Data to process:
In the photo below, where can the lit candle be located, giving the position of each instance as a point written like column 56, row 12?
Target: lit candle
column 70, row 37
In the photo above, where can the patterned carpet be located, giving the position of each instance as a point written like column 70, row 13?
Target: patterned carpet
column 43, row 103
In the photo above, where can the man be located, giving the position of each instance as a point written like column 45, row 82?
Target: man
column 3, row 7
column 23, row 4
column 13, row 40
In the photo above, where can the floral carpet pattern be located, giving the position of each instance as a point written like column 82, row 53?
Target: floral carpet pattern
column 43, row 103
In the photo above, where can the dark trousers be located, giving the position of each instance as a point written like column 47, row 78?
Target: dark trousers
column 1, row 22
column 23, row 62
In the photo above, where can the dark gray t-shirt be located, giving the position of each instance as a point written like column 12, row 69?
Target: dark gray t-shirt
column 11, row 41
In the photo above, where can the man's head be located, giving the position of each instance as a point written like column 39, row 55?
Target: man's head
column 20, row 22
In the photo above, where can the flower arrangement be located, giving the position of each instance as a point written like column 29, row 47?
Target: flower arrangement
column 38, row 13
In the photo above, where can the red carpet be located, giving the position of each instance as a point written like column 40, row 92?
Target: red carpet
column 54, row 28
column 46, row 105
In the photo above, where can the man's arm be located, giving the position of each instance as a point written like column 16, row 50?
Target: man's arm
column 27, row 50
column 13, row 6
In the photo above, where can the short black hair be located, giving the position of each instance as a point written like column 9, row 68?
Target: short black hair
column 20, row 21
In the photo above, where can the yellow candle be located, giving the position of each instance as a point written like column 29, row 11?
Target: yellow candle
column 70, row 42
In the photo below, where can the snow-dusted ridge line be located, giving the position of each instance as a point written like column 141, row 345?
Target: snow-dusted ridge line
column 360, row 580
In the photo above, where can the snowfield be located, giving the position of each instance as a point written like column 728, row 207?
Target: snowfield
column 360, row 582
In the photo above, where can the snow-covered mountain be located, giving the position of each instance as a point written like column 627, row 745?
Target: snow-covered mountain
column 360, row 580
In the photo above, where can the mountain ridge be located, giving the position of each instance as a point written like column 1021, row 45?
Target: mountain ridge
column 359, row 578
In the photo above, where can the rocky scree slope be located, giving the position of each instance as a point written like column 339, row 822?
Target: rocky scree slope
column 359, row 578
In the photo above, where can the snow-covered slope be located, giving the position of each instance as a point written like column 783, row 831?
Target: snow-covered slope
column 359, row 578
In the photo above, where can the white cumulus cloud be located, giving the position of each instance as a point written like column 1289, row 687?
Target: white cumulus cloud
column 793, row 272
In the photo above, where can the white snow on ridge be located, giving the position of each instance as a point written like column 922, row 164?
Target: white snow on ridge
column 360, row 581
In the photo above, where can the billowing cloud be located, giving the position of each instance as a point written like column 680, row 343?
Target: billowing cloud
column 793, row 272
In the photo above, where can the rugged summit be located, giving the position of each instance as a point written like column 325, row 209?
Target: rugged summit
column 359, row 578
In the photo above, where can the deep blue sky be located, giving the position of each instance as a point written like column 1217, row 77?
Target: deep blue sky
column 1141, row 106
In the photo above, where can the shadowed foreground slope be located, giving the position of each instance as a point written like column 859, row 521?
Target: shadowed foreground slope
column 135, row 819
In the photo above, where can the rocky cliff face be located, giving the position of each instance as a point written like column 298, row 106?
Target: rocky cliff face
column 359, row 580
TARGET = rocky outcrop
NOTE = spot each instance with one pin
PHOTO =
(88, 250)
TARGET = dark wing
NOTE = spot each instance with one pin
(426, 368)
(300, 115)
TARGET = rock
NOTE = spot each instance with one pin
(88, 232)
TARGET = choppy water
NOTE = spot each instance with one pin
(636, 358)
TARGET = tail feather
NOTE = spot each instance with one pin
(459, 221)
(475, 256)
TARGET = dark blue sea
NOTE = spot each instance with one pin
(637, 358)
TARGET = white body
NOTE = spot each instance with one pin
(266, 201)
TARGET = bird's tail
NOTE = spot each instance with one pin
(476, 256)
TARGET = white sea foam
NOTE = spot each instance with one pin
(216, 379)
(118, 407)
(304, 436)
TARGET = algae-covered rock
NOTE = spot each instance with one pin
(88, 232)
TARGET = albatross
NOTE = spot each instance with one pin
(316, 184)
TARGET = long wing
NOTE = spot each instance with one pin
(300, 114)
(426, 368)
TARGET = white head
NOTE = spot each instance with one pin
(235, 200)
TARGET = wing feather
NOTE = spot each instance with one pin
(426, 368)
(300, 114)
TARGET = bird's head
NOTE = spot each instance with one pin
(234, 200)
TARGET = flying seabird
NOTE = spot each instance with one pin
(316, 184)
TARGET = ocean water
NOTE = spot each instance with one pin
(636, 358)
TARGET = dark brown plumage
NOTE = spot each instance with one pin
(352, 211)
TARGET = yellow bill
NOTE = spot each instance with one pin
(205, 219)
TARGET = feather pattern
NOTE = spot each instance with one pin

Work task:
Please retype all of the records above exactly as they are.

Output of the task:
In the photo below, where can the lit candle be located, giving the position of each instance as a point written like column 56, row 12?
Target: lit candle
column 70, row 37
In the photo above, where can the patterned carpet be located, giving the position of each instance as a point written like column 70, row 13?
Target: patterned carpet
column 43, row 103
In the photo above, where can the man be located, giving the position of each instance as a point written like column 45, row 82?
Target: man
column 3, row 7
column 23, row 4
column 13, row 40
In the photo above, where can the floral carpet pattern be located, giving the position of each instance as a point written like column 82, row 53?
Target: floral carpet pattern
column 43, row 103
In the photo above, where can the dark trousers be located, giving the position of each instance as a point written like column 47, row 78?
Target: dark trousers
column 1, row 22
column 23, row 62
In the photo above, where can the dark gray t-shirt be located, giving the position of each instance as a point written like column 12, row 69?
Target: dark gray t-shirt
column 11, row 41
In the photo above, where can the man's head be located, giving the position of each instance as a point written like column 39, row 55?
Target: man's head
column 20, row 22
In the photo above, where can the flower arrangement be located, giving the position of each instance as a point written like column 29, row 47?
Target: flower arrangement
column 38, row 13
In the photo above, where can the red carpet be located, giving the position of each instance as a point written like column 40, row 92?
Target: red carpet
column 54, row 28
column 46, row 105
In the photo above, where can the man's arm be located, giving the position of each instance as a point written like column 16, row 50?
Target: man's arm
column 27, row 50
column 13, row 6
In the photo above, where can the short black hair be located, giving the position of each instance as a point written like column 9, row 68?
Target: short black hair
column 20, row 21
In the photo above, where can the yellow candle be located, giving the position of each instance as a point written like column 29, row 11?
Target: yellow candle
column 70, row 42
In the photo below, where can the snow-dusted ridge line be located, giving the position of each instance as a point written like column 141, row 345?
Target: snow-dusted ridge line
column 360, row 580
In the photo above, where can the snowfield be located, giving the position of each instance as a point written like column 728, row 207?
Target: snowfield
column 360, row 582
In the photo above, where can the snow-covered mountain be located, giving the position of each instance as a point written like column 627, row 745?
Target: snow-covered mountain
column 360, row 580
In the photo above, where can the mountain ridge be located, giving the position of each instance as a point written like column 1021, row 45?
Target: mountain ridge
column 359, row 578
In the photo above, where can the rocky scree slope be located, giving the position of each instance as a point written like column 339, row 822?
Target: rocky scree slope
column 359, row 578
In the photo above, where can the snow-covered slope be located, giving the position of each instance as a point written like column 783, row 831?
Target: snow-covered slope
column 359, row 578
In the photo above, where can the white cumulus cloud be located, giving the position of each instance as a point written like column 1289, row 687?
Target: white cumulus cloud
column 793, row 272
In the photo above, where can the white snow on ridge be located, giving the position of each instance as a point written like column 922, row 164?
Target: white snow on ridge
column 360, row 581
In the photo above, where can the billowing cloud be located, giving the position of each instance as a point written like column 680, row 343?
Target: billowing cloud
column 793, row 272
In the photo above, where can the rugged summit be located, giving the position of each instance as a point written like column 325, row 209?
Target: rugged summit
column 359, row 578
In the photo above, where can the deep blue sky be located, giving the position of each instance as a point written like column 1217, row 77?
Target: deep blue sky
column 1141, row 106
In the photo above, where can the shadowed foreground slope be located, giving the position of each instance as a point written like column 859, row 521?
Target: shadowed foreground slope
column 135, row 819
In the photo above, where can the rocky cliff face be located, giving the position of each instance as a point written like column 298, row 106?
Target: rocky cliff face
column 359, row 580
TARGET = rocky outcrop
NOTE = spot each instance with one pin
PHOTO =
(88, 250)
TARGET = dark wing
NOTE = spot each instance with one pin
(426, 368)
(300, 115)
TARGET = rock
NOTE = spot each instance with one pin
(88, 232)
TARGET = choppy water
NOTE = spot each instance with one pin
(636, 358)
TARGET = tail feather
NOTE = spot each instance with one pin
(459, 221)
(475, 256)
TARGET = dark blue sea
NOTE = spot each instance with one pin
(637, 358)
TARGET = white body
NOTE = spot each instance with one pin
(266, 201)
TARGET = bird's tail
NOTE = spot each instance with one pin
(476, 256)
TARGET = white sea foam
NOTE = spot each instance with one pin
(216, 379)
(118, 407)
(304, 436)
TARGET = algae-covered rock
NOTE = spot each instance with one pin
(88, 232)
TARGET = albatross
NOTE = spot each instance with one pin
(316, 184)
TARGET = long wing
NOTE = spot each instance with one pin
(300, 114)
(426, 368)
TARGET = white head
NOTE = spot each instance with one pin
(235, 200)
TARGET = wing feather
NOTE = spot each instance with one pin
(426, 368)
(300, 114)
TARGET = bird's head
NOTE = spot each instance with one pin
(234, 200)
TARGET = flying seabird
NOTE = spot each instance with one pin
(316, 184)
TARGET = ocean water
NOTE = spot each instance with one pin
(636, 358)
TARGET = dark brown plumage
NOTE = spot each instance with one pin
(352, 211)
TARGET = yellow bill
NOTE = spot each instance with one pin
(205, 219)
TARGET = feather pattern
NOTE = spot each instance with one pin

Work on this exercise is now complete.